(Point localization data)
* * * * * * *

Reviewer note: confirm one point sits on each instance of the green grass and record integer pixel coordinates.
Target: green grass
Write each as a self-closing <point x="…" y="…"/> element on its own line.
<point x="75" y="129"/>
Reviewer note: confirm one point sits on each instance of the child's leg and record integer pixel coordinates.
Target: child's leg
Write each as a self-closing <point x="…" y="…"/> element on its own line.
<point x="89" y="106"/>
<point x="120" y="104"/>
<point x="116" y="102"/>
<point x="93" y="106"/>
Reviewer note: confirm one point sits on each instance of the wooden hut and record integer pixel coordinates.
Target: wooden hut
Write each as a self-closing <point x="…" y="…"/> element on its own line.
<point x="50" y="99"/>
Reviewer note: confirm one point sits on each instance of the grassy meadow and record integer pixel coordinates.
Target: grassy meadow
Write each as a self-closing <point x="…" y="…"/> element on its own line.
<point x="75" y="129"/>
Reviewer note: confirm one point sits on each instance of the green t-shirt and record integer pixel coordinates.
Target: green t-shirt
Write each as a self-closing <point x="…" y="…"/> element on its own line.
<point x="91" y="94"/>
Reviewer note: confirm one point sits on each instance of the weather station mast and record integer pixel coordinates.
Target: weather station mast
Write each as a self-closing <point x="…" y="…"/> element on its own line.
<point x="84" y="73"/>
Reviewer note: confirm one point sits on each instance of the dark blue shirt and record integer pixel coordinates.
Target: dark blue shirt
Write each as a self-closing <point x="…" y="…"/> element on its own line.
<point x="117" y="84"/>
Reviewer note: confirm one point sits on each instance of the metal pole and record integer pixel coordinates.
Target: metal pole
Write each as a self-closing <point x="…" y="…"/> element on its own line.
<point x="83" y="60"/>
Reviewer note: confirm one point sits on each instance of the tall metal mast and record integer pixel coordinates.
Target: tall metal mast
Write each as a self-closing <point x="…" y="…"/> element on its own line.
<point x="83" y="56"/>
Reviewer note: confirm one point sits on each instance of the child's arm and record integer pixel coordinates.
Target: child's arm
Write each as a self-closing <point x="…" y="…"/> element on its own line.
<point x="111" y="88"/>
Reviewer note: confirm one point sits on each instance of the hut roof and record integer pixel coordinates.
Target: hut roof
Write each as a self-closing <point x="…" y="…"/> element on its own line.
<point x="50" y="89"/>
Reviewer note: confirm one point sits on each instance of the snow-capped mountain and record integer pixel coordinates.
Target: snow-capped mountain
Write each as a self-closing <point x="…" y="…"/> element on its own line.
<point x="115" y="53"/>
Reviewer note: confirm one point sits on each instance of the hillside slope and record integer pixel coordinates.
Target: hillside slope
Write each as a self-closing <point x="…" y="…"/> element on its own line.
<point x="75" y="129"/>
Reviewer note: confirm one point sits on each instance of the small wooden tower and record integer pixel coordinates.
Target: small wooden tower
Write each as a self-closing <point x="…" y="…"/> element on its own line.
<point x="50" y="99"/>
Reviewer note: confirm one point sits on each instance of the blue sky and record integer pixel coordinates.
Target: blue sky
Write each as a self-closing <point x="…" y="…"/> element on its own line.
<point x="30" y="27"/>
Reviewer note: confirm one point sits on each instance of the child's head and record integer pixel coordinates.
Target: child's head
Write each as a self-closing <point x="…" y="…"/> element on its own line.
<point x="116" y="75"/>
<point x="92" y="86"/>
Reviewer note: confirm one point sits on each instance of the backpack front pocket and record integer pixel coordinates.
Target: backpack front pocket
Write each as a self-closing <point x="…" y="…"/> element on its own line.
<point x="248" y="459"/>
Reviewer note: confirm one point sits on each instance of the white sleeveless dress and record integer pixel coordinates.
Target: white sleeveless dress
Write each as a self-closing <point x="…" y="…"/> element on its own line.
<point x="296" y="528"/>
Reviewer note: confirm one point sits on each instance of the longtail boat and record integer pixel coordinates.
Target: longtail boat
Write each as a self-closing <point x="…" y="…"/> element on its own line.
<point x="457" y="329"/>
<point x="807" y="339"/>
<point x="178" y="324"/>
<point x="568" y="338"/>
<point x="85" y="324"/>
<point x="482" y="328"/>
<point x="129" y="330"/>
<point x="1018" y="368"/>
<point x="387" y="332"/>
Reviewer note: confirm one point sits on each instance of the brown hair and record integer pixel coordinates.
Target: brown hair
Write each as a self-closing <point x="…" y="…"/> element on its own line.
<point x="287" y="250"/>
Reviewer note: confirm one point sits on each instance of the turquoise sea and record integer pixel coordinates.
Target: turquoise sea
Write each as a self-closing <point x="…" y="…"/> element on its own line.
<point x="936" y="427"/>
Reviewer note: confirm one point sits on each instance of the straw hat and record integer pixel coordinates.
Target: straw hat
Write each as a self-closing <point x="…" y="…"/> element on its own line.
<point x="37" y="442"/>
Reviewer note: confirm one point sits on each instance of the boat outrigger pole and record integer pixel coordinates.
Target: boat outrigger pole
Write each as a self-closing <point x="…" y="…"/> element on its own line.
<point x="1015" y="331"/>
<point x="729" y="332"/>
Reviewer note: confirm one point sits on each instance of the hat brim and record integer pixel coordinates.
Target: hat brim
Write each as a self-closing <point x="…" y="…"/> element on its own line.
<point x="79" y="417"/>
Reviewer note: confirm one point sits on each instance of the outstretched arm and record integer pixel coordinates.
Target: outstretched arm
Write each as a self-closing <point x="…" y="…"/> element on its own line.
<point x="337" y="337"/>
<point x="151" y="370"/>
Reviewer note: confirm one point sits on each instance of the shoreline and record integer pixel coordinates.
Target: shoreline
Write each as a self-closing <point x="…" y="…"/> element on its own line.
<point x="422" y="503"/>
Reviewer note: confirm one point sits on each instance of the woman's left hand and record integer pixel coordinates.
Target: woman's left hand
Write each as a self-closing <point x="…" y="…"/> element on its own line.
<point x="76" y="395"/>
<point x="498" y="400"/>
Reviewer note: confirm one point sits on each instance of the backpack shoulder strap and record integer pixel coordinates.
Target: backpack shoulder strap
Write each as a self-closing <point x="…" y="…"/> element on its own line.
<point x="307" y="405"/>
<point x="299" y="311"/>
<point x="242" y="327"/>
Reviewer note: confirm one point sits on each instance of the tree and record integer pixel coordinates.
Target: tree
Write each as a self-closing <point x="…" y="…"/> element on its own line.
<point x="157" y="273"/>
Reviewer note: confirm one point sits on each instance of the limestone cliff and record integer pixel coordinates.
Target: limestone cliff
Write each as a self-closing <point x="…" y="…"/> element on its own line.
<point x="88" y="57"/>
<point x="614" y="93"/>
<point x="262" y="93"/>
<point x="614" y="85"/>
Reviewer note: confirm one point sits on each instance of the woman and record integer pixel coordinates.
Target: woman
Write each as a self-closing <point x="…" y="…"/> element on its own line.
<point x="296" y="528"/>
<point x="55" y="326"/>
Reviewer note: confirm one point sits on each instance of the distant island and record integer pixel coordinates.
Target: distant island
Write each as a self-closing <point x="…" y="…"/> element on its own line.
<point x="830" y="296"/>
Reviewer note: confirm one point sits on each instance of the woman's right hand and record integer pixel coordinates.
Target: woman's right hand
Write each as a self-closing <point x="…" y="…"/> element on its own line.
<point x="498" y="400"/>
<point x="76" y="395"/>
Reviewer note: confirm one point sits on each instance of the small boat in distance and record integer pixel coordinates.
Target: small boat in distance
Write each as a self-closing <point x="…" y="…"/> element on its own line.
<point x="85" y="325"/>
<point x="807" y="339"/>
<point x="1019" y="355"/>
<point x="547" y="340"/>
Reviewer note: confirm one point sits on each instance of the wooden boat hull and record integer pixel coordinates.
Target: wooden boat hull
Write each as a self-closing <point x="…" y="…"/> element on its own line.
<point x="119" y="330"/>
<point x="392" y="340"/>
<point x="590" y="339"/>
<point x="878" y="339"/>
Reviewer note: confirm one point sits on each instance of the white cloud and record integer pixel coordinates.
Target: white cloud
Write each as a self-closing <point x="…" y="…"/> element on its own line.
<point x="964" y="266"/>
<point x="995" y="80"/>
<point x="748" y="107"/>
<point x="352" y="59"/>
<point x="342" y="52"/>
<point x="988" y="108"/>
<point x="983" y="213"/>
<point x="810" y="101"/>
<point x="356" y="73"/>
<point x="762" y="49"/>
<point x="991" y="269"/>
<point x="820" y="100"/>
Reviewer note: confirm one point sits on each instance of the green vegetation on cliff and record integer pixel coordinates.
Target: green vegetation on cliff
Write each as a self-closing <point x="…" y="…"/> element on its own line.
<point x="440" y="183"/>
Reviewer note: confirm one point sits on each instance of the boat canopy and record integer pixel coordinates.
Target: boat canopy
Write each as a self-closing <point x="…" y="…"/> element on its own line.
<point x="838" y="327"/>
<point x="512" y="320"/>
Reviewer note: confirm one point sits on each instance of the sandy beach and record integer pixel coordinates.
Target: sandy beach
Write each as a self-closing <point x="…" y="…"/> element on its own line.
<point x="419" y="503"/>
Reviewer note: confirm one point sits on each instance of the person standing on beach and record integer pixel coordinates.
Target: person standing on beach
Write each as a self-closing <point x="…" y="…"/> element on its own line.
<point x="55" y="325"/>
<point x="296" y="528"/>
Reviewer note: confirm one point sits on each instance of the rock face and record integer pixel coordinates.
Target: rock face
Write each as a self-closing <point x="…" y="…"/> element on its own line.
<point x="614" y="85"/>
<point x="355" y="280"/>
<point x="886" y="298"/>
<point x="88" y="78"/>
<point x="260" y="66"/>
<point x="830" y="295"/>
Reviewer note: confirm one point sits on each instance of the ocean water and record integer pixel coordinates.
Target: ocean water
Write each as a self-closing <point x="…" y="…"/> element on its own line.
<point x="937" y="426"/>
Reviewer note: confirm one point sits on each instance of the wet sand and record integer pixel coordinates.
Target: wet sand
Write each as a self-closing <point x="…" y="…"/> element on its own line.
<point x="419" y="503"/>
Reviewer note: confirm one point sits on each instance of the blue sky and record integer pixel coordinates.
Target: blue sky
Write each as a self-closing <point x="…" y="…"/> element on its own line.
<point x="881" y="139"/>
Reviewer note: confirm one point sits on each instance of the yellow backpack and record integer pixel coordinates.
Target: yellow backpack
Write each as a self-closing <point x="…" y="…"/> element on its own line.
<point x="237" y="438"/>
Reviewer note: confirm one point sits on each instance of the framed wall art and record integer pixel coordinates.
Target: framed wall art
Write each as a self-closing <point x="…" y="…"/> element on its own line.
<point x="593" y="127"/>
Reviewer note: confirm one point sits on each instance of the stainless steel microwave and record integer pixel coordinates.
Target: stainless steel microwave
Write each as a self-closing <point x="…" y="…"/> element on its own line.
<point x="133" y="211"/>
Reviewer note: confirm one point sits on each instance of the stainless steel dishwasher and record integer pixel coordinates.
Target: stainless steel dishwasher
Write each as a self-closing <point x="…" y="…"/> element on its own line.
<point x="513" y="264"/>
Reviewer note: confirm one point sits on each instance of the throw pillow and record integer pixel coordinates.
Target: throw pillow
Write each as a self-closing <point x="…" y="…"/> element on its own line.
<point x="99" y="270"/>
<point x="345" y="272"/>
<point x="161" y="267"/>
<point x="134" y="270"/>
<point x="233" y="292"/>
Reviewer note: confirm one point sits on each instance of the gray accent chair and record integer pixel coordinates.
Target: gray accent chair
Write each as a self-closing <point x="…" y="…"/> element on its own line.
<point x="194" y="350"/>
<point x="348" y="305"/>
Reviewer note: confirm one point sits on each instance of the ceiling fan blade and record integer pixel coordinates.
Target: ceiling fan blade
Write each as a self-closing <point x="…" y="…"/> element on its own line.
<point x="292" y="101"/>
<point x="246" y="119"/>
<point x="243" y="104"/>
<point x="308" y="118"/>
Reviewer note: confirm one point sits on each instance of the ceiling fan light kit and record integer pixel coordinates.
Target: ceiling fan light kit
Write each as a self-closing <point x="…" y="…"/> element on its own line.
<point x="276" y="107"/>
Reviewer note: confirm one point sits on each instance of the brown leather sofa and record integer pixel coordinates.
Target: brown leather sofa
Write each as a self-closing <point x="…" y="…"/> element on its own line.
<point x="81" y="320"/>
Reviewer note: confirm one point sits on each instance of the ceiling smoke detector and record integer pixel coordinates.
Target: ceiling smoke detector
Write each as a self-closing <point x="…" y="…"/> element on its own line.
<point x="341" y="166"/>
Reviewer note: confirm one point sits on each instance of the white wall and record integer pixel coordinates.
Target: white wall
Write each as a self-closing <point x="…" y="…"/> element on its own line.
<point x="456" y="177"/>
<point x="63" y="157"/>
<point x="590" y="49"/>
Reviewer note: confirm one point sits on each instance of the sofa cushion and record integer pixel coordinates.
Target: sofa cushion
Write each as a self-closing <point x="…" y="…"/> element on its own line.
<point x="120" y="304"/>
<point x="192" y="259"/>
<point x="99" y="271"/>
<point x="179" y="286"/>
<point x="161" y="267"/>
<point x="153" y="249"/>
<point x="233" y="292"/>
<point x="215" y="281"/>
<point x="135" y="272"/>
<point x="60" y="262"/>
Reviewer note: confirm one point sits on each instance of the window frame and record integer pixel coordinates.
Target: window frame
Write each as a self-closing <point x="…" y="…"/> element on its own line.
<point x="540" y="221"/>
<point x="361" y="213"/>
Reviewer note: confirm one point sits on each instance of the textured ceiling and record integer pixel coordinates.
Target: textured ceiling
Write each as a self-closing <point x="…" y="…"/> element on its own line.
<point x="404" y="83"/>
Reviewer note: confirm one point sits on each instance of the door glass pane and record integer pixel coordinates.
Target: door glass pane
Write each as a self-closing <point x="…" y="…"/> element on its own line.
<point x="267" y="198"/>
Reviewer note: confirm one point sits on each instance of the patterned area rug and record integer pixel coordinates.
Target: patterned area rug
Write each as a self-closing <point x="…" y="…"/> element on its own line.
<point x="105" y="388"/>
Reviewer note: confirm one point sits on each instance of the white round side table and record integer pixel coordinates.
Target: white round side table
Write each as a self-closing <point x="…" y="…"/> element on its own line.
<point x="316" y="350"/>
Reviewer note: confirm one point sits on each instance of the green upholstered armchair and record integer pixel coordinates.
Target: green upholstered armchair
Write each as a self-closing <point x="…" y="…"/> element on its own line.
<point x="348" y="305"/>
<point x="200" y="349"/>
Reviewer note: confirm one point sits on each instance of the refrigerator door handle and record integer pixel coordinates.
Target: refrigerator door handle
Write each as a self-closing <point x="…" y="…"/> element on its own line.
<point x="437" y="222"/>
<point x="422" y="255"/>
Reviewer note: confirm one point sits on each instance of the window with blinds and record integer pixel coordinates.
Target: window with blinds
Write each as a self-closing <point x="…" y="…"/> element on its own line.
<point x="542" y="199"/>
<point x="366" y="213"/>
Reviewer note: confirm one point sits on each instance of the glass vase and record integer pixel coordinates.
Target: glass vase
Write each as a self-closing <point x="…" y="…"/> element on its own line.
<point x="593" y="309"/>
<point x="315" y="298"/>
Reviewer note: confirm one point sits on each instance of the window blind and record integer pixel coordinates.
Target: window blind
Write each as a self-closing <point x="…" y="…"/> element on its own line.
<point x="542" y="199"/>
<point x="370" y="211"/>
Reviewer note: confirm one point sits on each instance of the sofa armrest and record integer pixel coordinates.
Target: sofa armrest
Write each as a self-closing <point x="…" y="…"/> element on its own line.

* * * * * * *

**Activity**
As the answer, set down only the lines from the data above between the one holding "Target: child's head" and the one holding "Target: white sleeveless dress", inclusive, exactly as they read.

**Exercise solution**
Target: child's head
Write each as a self-closing <point x="…" y="…"/> element on its own line.
<point x="116" y="75"/>
<point x="92" y="86"/>
Reviewer note: confirm one point sits on each instance of the backpack front pocket and record integer pixel coordinates.
Target: backpack front pocket
Write each as a self-closing <point x="…" y="…"/> element on its own line.
<point x="248" y="459"/>
Reviewer note: confirm one point sits on each instance of the white sleeveless dress and record integer pixel coordinates.
Target: white sleeveless dress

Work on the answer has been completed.